§ POTONGAN DOKUMEN
“Aku bersyukur dilahirkan di Indonesia, dimana senyum masih menjadi karakter, budaya masih apik terjaga, dan optimisme masih menyulut semangat. Aku berharap, anak-anakku kelak harus lebih bangga dariku dalam memandang dan memperjuangkan Indonesianya. Jaya Selalu Negeriku Indonesia, Jayalah Selama-lamanya”

Sejarah Datangnya Narkoba di Indonesia

Oleh: Dwita Amrilia (Mahasiswa HI UMM 2009)

Di Indonesia Narkoba merupakan singkatan dari narkotika dan obat berbahaya. Selain narkoba, istilah lain yang diperkenalkan khususnya oleh Departemen Kesehatan Republik Indonesia adalah Napza yang merupakan singkatan dari Narkotika, Psikotropika dan Zat Adiktif. Semua istilah ini, baik narkoba atau napza, mengacu pada sekelompok zat yang umumnya mempunyai resiko kecanduan bagi penggunanya. Menurut pakar kesehatan narkoba sebenarnya adalah psikotropika yang biasa dipakai untuk membius pasien saat hendak dioperasi atau obat-obatan untuk penyakit tertentu[1].

Pada mulanya zat Narkotika ditemukan orang yang penggunaannya ditujukan untuk kepentingan umat manusia, khususnya di bidang pengobatan. Dengan berkembangan pesat industri obat-obatan dewasa ini, maka kategori jenis zat-zat Narkotika semakin meluas pula seperti halnya yang tertera dalam lampiran Undang-Undang Narkotika No. 22 Tahun 1997. Dengan perkembangan ilmu pengetahuan dan teknologi tersebut, maka obat-obat semacam narkotika berkembang pula cara pengolahannya. Namun belakangan diketahui pula zat-zat narkotka tersebut memiliki daya kecanduan yang bisa menimbulkan si pemakai bergantung hidupnya terus-menerus pada obat-obat narkotika itu. Dengan demikian, maka untuk jangka waktu yang mungkin agak panjang si pemakai memerlukan pengobatan, pengawasan, dan pengendalian guna bisa disembuhkan[2].

§ PERMINTAAN 1
Kembalikan bagian teks tentang sejarah narkoba di atas dari "Sejarah Datangnya Narkoba" sampai "untuk penyakit tertentu[1]." tanpa mengubah satu kata pun.
§ PERMINTAAN 2
Menurut teks tentang sejarah narkoba di atas, apa kepanjangan dari istilah Napza?

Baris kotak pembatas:
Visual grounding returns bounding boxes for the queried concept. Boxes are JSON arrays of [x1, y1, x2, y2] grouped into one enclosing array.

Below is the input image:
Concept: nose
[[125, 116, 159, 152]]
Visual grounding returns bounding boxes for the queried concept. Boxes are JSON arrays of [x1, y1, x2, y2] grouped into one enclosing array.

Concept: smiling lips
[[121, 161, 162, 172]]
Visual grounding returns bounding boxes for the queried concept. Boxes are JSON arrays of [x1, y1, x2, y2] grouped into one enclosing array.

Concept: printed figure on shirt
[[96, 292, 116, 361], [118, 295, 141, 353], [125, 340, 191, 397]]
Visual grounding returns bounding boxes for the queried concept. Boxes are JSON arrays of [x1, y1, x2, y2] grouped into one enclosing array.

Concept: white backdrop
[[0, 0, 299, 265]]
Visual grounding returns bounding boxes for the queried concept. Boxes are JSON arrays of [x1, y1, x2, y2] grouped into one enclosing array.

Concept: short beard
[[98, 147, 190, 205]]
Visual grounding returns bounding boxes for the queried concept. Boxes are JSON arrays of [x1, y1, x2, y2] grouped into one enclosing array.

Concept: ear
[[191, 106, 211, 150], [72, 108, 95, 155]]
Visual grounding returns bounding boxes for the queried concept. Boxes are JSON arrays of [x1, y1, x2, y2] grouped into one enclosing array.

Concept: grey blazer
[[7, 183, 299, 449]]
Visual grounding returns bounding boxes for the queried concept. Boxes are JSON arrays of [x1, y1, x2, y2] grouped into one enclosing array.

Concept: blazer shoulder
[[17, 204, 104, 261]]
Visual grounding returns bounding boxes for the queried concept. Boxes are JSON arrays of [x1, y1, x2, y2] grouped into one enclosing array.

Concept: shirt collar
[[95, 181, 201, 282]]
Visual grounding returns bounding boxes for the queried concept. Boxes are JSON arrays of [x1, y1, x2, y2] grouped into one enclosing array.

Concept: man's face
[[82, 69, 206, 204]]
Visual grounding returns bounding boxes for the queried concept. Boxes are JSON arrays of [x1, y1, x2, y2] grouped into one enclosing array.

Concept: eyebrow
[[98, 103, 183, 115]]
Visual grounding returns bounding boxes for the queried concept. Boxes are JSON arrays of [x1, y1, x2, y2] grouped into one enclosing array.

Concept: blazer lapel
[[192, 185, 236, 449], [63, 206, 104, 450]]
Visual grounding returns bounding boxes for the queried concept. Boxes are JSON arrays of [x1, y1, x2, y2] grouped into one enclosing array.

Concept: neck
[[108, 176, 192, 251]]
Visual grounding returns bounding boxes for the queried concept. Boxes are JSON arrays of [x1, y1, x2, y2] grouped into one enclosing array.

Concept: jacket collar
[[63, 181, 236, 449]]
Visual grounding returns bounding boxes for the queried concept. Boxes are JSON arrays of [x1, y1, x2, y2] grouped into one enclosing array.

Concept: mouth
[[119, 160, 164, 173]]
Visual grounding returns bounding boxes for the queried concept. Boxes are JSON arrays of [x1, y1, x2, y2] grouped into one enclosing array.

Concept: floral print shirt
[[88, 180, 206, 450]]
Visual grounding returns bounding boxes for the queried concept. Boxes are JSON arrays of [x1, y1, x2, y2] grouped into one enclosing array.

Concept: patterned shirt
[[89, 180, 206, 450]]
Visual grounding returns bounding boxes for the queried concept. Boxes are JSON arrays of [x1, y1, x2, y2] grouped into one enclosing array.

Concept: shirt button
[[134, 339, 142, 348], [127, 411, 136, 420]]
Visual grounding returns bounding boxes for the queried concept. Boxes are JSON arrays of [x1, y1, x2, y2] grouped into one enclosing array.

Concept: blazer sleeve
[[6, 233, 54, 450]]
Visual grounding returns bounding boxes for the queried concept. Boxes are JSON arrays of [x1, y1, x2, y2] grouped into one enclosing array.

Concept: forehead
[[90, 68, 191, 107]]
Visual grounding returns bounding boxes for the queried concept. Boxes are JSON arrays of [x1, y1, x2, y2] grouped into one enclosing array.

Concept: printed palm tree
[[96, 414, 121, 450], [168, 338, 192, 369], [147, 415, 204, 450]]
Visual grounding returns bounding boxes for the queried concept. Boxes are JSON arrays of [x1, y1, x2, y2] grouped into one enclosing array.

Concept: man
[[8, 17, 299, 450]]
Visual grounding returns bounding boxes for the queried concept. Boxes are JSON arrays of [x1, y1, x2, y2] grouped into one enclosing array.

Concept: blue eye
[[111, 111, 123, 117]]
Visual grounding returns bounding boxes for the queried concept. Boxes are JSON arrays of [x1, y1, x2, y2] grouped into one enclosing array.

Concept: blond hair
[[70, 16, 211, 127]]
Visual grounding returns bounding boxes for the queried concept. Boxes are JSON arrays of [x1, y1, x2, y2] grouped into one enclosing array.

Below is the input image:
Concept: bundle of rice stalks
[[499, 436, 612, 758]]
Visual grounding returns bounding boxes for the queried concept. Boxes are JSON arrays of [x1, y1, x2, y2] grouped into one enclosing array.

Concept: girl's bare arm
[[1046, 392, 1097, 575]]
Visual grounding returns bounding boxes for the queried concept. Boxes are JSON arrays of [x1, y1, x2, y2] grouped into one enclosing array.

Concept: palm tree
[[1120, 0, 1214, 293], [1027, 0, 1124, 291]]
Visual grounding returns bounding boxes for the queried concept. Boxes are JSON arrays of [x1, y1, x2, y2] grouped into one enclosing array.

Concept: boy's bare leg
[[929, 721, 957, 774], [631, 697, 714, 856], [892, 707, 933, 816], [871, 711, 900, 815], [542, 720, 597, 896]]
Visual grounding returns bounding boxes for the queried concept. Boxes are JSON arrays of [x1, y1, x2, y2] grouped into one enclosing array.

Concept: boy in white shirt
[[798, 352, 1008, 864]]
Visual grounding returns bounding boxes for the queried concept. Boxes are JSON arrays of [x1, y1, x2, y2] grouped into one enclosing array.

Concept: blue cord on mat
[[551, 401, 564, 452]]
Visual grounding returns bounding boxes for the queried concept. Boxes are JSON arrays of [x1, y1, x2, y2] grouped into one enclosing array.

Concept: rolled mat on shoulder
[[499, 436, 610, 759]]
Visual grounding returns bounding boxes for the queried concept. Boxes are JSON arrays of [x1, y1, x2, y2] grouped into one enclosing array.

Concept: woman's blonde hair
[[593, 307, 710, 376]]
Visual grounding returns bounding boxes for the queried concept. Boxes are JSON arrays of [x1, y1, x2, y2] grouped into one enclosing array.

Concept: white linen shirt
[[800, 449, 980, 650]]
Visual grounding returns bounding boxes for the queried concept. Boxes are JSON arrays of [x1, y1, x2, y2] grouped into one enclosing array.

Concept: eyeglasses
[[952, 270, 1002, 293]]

§ PENYELESAIAN 1
Sejarah Datangnya Narkoba di Indonesia

Oleh: Dwita Amrilia (Mahasiswa HI UMM 2009)

Di Indonesia Narkoba merupakan singkatan dari narkotika dan obat berbahaya. Selain narkoba, istilah lain yang diperkenalkan khususnya oleh Departemen Kesehatan Republik Indonesia adalah Napza yang merupakan singkatan dari Narkotika, Psikotropika dan Zat Adiktif. Semua istilah ini, baik narkoba atau napza, mengacu pada sekelompok zat yang umumnya mempunyai resiko kecanduan bagi penggunanya. Menurut pakar kesehatan narkoba sebenarnya adalah psikotropika yang biasa dipakai untuk membius pasien saat hendak dioperasi atau obat-obatan untuk penyakit tertentu[1].

§ PENYELESAIAN 2
Narkotika, Psikotropika dan Zat Adiktif.